## DESCRIPTION OF THE TASK:
Transcribe everything in the grief journal post from "Today’s been a" down to "attack that day." word for word.

2012: Capture Your Grief: Day 14

Day 14. Community Our community is so amazing, but with that being said, none of us want to be a member. Share a photo of a community gathering or event that you have attended.

My thoughts: I don’t have a photo of community gathering yet. Maybe some day. The one thing we’ve done to participate in the community of baby/pregnancy loss is attending the grief group at our local hospital. It was excruciating to walk through the doors of that hospital for the first time but each month we attend gets a little easier. Connecting with other parents who understand has been healing. I don’t have a proper adjective for what those times are like because “good” doesn’t seem to fit but “bad” doesn’t either. I’m settling on “needed” and hoping that makes sense. Carly said it well above. Nobody wants to be a member of this club but if you are, reaching out to others does help. They “get it” like others can’t.
Today’s been a hard day for me. One year ago today we found out we were having three. I had a panic attack. I was in shock. I freaked out on the phone to friends and then tried to stuff it all to share with family the next day – then had another panic attack that day.
Today we showed my family the burial plot that we’d like to buy for the babies and made agreements for all of us to share that area together. While we were there we did a beautiful balloon release and although it was by far one of the most wonderful moments – it broke my heart all over again. I’ve had a hard time this evening thinking of friends and family who are pregnant right now and walking the year I was supposed to have, celebrating the things I was supposed to be celebrating and living in fear for them at the same time. I feel my joy for them has been stolen along with so many other things and I get angry about that as well. It’s hard to live in BOTH communities but I’m determined to find a way to do it – for the old me – and the new me – and for them as they’ve been such support to ME.

ONE YEAR AGO TODAY = 6 weeks pregnant: We had our first ultrasound and found out there were three. Their first picture.

## DATASET ENTRIES:
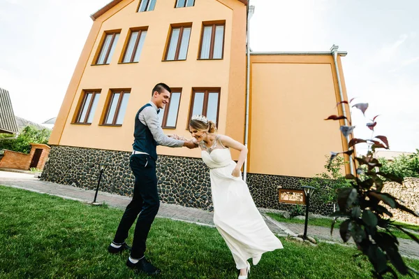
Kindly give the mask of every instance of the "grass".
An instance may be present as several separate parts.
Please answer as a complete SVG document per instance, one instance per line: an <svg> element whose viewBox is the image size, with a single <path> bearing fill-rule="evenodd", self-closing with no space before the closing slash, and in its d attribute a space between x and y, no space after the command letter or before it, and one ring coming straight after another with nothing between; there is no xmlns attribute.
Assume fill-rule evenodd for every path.
<svg viewBox="0 0 419 279"><path fill-rule="evenodd" d="M270 217L274 218L274 220L276 220L278 222L285 222L285 223L304 224L305 222L304 220L300 220L300 219L295 219L295 218L288 219L288 218L286 218L284 216L282 216L279 214L277 214L277 213L267 213L267 215L269 215ZM310 219L309 219L309 224L310 224L310 225L325 227L328 227L328 228L330 228L332 226L332 220L331 219L328 219L328 218L310 218ZM335 229L339 229L339 226L341 224L341 223L342 222L343 222L343 220L341 219L337 220L334 226ZM395 224L397 224L403 226L406 229L409 229L411 231L413 231L413 232L416 233L416 234L418 234L419 236L419 226L413 224L406 224L406 223L404 223L404 222L395 222L394 223ZM410 238L410 236L409 236L404 232L400 231L398 229L390 229L390 231L397 238L404 238L404 239L411 239Z"/></svg>
<svg viewBox="0 0 419 279"><path fill-rule="evenodd" d="M122 215L0 186L0 278L149 278L125 266L127 252L107 252ZM371 278L369 262L353 259L353 248L281 240L284 249L264 255L249 278ZM163 271L159 278L237 278L231 254L214 228L157 218L147 244L147 257ZM419 261L406 262L419 269Z"/></svg>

## REPLY TO THE EXERCISE:
Today’s been a hard day for me. One year ago today we found out we were having three. I had a panic attack. I was in shock. I freaked out on the phone to friends and then tried to stuff it all to share with family the next day – then had another panic attack that day.